Text section.
Re: [PATCH RFC 1/2] mm, hugetlb: unify core page allocation accounting and initialization

From: Mike Kravetz
Date: Tue Nov 28 2017 - 16:35:42 EST


On 11/28/2017 06:12 AM, Michal Hocko wrote:
> From: Michal Hocko <mhocko@xxxxxxxx>
>
> hugetlb allocator has two entry points to the page allocator
> - alloc_fresh_huge_page_node
> - __hugetlb_alloc_buddy_huge_page
>
> The two differ very subtly in two aspects. The first one doesn't care
> about HTLB_BUDDY_* stats and it doesn't initialize the huge page.
> prep_new_huge_page is not used because it not only initializes hugetlb
> specific stuff but because it also put_page and releases the page to
> the hugetlb pool which is not what is required in some contexts. This
> makes things more complicated than necessary.
>
> Simplify things by a) removing the page allocator entry point duplicity
> and only keep __hugetlb_alloc_buddy_huge_page and b) make
> prep_new_huge_page more reusable by removing the put_page which moves
> the page to the allocator pool. All current callers are updated to call
> put_page explicitly. Later patches will add new callers which won't
> need it.
>
> This patch shouldn't introduce any functional change.
>
> Signed-off-by: Michal Hocko <mhocko@xxxxxxxx>
> ---
> mm/hugetlb.c | 61 +++++++++++++++++++++++++++++-------------------------------
> 1 file changed, 29 insertions(+), 32 deletions(-)
>
> diff --git a/mm/hugetlb.c b/mm/hugetlb.c
> index 2c9033d39bfe..8189c92fac82 100644
> --- a/mm/hugetlb.c
> +++ b/mm/hugetlb.c
> @@ -1157,6 +1157,7 @@ static struct page *alloc_fresh_gigantic_page_node(struct hstate *h, int nid)
> if (page) {
> prep_compound_gigantic_page(page, huge_page_order(h));
> prep_new_huge_page(h, page, nid);
> + put_page(page); /* free it into the hugepage allocator */
> }
>
> return page;
> @@ -1304,7 +1305,6 @@ static void prep_new_huge_page(struct hstate *h, struct page *page, int nid)

[Records from a data source]
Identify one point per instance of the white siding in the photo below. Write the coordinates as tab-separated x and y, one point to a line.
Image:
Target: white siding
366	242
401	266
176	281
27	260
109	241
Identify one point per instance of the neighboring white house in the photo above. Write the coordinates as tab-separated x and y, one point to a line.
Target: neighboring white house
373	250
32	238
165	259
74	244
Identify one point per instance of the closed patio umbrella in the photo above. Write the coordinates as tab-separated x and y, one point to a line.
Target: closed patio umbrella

Challenges.
**a.** In the hugetlb patch text, which page allocator entry point is kept?
**b.** Write what comes next in the hugetlb patch text, picking up after its last line.

Exercise responses.
**a.** __hugetlb_alloc_buddy_huge_page

**b.**
> h->nr_huge_pages++;
> h->nr_huge_pages_node[nid]++;
> spin_unlock(&hugetlb_lock);
> - put_page(page); /* free it into the hugepage allocator */
> }
>
> static void prep_compound_gigantic_page(struct page *page, unsigned int order)
> @@ -1381,41 +1381,49 @@ pgoff_t __basepage_index(struct page *page)
> return (index << compound_order(page_head)) + compound_idx;
> }
>
> -static struct page *alloc_fresh_huge_page_node(struct hstate *h, int nid)
> +static struct page *__hugetlb_alloc_buddy_huge_page(struct hstate *h,
> + gfp_t gfp_mask, int nid, nodemask_t *nmask)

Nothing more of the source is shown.